Later in the parking lot, we walk arm in arm and I unlock her door first.

"Jennifer, I've realized that I need to let my friends know what I've been learning -- what God has been teaching me in these hard times. God has been teaching Dad and I so much about suffering..." she trails off, her voice breaking slightly.

Dad is gone, and Mom has been sobbing in the loving closeness of her God as she walks through the grief of losing her husband.

Her friends are veiled elegant North African women, emigrated to Minneapolis. My mom learns the lilting beauty of their language and helps them navigate English grammar and vocabulary. They eat sambosas and saffron-flavored rice, and speak often of husbands, children, and aging parents faraway.

"I get to tell them of the hope we have in Jesus and of the confidence we have that Bruce will be in heaven with God."  Mom spoke excitedly of the Christmas presents she was gathering for her international friends, and she carefully chose cards to accompany them.

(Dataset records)
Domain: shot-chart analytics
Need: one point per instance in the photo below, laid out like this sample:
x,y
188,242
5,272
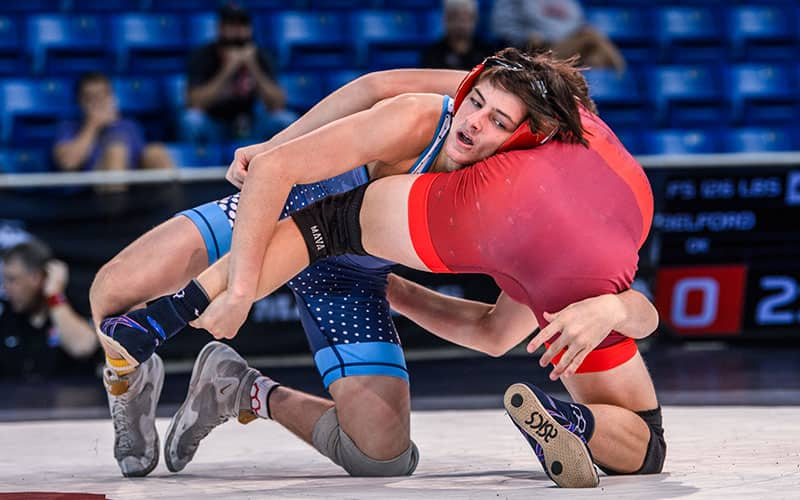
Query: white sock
x,y
259,396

Problems to solve -
[A] Repeat the passage about the narrator's mother from "Later in the" to "losing her husband.".
[B] According to the passage about the narrator's mother, to which city did her friends emigrate?
[C] Write the next part of the passage about the narrator's mother, picking up after its final sentence.
You won't need the entries for any of this work.

Response list -
[A]
Later in the parking lot, we walk arm in arm and I unlock her door first.

"Jennifer, I've realized that I need to let my friends know what I've been learning -- what God has been teaching me in these hard times. God has been teaching Dad and I so much about suffering..." she trails off, her voice breaking slightly.

Dad is gone, and Mom has been sobbing in the loving closeness of her God as she walks through the grief of losing her husband.

[B] Minneapolis

[C]
At home later, Mark and I uncoil our own long strands of lights and assemble them end to end. Wrapping the tree in strands of red, blue, green, and yellow, all the wiry lights culminate into one outlet plug. Electric current courses and the lights shine on.

Verses of Bible truth grab me this Christmas break as we march wise men to a starry stable and gather shepherds near, their sheep already fallen over. I pour eggnog and grind another portion of French Press coffee beans. In crowded rooms here and there, we pass gingerbread men and Belgium chocolate truffles, talking loudly as nieces and nephews race with toys underfoot.

And my mom, sister, and I plug into our Source again and again, drawing strength and constancy from God. As the tears come, and we count it out -- two months now since Dad died-- we play his songs, and laughing-cry as we scroll through old photographs.

This intermingled grief with joy is a sharper chapter for me now, a newly-formed reality. As the question bubbles up: "How do I keep burning even when part of me has burnt out?" I sense the answer.

Pulling out pen and paper, I reflect further. I trace the words and underline "In Him" and the lights keep burning -- through no strength of their own.

"We wait in hope for the Lord; 
He is our help and shield. 
In Him our hearts rejoice for we trust in his Holy Name. 
May your unfailing love rest upon us, O Lord, even as we put our hope in you." Psalm 32:20-22.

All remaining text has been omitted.